### Bereitgestellter Text

Gemeinsam alt werden

Holz zählt zu den ältesten Bau- und Wohnmaterialien und ist überaus vielseitig und facettenreich. Mensch und Holz stehen in einer besonderen Symbiose: Sie altern gemeinsam.


Wer an Wohnen mit Holz denkt, „fühlt“ fast im selben Augenblick wohlige, gemütliche Wärme. Das kommt nicht von ungefähr, denn kaum eine Generation wohnt und lebt „holzlos“, sodass wir unmittelbar an Erinnerungen wie das Leben bei Eltern oder Großeltern, an gemütliche Gastwirtschaften, Biertische und Almhütten anknüpfen können. Kurz gesagt: Holz ist untrennbar mit Emotionen verbunden. Zudem bietet der Werkstoff eine spannende Bandbreite, denn vom Bett über das Regal, den Fußboden bis hin zum Haus lässt sich aus Holz so ziemlich alles machen und die Eigenschaften der Produkte überzeugen: Hohe Tragkraft bei geringem Gewicht, Stabilität bei gleichzeitiger Elastizität lassen der Kreativität und Fantasie der Handwerker, Architekten und Planer viel Raum. Möbelstücke aus Holz können durchaus als „guter Freund“ betrachtet werden, die einen ein Leben lang begleiten und eigene Geschichten erzählen können. Sie holen die Natur in den unmittelbaren Lebensraum und bilden – oftmals roh und unbehandelt – einen Gegenpool zur virtuellen Welt. „Die Liebe zum Holz haben alle Menschen gemeinsam… Sie alle verspüren den Drang, ihre Hände über das Holz gleiten zu lassen“, formulierte es der dänische Tischler, Architekt und Möbeldesigner Hans Jørgensen Wegner überaus treffend. Auf seinem berühmten „runden Stuhl“ aus dem Jahr 1950 saßen Kennedy ebenso wie Barack Obama. Wegners Hauptanliegen war die Betonung der Seele und der Vitalität des Holzes bei den etwa 500 Stuhl-Modellen, die er entwickelt hat.

######
### Extrahierte Angaben

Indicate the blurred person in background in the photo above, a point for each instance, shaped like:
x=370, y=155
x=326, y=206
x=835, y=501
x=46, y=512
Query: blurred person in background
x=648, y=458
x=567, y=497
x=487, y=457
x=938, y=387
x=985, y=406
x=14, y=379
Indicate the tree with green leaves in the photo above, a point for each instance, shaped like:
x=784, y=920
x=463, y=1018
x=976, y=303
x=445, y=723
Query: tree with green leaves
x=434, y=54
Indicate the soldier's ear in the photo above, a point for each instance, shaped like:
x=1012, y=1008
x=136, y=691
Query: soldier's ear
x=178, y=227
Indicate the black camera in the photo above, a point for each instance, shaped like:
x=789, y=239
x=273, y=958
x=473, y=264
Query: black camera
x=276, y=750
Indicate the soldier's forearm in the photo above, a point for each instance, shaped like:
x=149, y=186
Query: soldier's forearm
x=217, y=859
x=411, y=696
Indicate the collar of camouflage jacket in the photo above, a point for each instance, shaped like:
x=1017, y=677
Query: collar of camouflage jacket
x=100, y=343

######

**Gestellte Aufgabe**
Geben Sie aus dem Text über Holz die Passage wörtlich wieder, die mit den Worten „Holz zählt zu“ einsetzt und nach den Worten „Sie altern gemeinsam.“ endet.

**Antwort zur Aufgabe**
Holz zählt zu den ältesten Bau- und Wohnmaterialien und ist überaus vielseitig und facettenreich. Mensch und Holz stehen in einer besonderen Symbiose: Sie altern gemeinsam.